My Best Friend, General Vasili, the Son of Joseph Stalin () is a 1991 film, directed by Viktor Sadovsky and starring Boris Schcherbakov and Vladimir Steklov.

Plot
Biopic film, based on a true story of friendship between Vasili Stalin, the son of the Soviet leader Joseph Stalin, and the famous Russian sports star Vsevolod Bobrov.

Vasili Stalin was Lieut. General of the Red Army in charge of the Army and Airforce sports teams. He befriended the talented athlete Bagrov (Bobrov) and made him a sports star in the Soviet Union. After each game played by his "toy-star" Bobrov, General Vasili Stalin would throw massive and wild drinking parties, with women dancing on their dining table among bottles of vodka. But after the death of his father, general Vasili Stalin was arrested by the new Soviet leadership, and was charged with "anti-Soviet" conspiracy, because of his opinions expressed in conversations with foreign diplomats.

■ Stated exercise:
From the text on the Vasili Stalin film, return word for word the part that begins at "My Best Friend, General" and ends after "and Vladimir Steklov.".

■ Material shown:
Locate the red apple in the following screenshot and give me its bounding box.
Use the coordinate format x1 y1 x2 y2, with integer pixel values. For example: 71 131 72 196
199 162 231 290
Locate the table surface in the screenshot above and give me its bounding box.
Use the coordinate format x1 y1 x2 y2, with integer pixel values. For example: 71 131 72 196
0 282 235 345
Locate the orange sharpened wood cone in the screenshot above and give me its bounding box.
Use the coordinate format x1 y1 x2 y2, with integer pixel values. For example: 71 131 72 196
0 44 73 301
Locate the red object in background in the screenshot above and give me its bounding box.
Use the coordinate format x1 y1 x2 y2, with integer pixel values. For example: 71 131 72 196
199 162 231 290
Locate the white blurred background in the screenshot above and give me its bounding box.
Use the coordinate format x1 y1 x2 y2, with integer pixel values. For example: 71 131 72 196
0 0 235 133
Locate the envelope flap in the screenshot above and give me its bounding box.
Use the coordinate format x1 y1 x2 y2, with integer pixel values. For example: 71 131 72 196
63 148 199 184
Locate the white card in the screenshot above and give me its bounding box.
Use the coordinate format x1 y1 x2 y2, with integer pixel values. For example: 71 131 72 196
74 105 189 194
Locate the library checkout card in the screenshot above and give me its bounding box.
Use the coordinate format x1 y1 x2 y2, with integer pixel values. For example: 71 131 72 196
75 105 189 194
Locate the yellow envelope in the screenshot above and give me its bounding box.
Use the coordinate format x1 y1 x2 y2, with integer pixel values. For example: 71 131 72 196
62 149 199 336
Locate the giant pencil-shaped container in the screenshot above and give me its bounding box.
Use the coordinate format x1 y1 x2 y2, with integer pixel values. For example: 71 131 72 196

■ Result for this exercise:
My Best Friend, General Vasili, the Son of Joseph Stalin () is a 1991 film, directed by Viktor Sadovsky and starring Boris Schcherbakov and Vladimir Steklov.